== Segment start ==

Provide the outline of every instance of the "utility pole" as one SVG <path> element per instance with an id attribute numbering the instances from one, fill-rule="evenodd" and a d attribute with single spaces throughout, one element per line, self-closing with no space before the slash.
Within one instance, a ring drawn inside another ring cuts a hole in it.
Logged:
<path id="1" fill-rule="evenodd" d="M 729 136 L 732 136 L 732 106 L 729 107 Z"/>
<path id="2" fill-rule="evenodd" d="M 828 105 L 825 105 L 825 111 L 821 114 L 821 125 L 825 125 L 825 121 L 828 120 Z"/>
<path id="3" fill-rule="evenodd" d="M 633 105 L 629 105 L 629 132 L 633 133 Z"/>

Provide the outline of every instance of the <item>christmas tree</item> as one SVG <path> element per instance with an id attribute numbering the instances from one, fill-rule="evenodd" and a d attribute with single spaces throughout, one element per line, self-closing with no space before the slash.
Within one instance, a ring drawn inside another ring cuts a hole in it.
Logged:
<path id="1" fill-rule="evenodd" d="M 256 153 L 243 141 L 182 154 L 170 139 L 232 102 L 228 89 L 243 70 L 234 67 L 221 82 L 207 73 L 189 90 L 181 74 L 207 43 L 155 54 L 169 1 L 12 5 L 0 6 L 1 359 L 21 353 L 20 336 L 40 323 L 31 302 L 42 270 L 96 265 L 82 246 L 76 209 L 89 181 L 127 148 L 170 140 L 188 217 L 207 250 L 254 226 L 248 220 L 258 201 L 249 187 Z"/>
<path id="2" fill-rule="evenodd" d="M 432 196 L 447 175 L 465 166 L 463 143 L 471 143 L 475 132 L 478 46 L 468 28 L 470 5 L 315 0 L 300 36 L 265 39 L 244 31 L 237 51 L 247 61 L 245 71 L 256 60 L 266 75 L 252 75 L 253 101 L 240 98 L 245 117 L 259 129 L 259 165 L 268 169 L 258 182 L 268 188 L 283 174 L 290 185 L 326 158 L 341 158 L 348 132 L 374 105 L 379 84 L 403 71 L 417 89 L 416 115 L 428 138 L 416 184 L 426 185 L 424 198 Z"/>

== Segment end ==

| How to complete this task |
Count, in the records above, the lines that contain the word "throughout"; the answer is that number alone.

| Result of this task |
2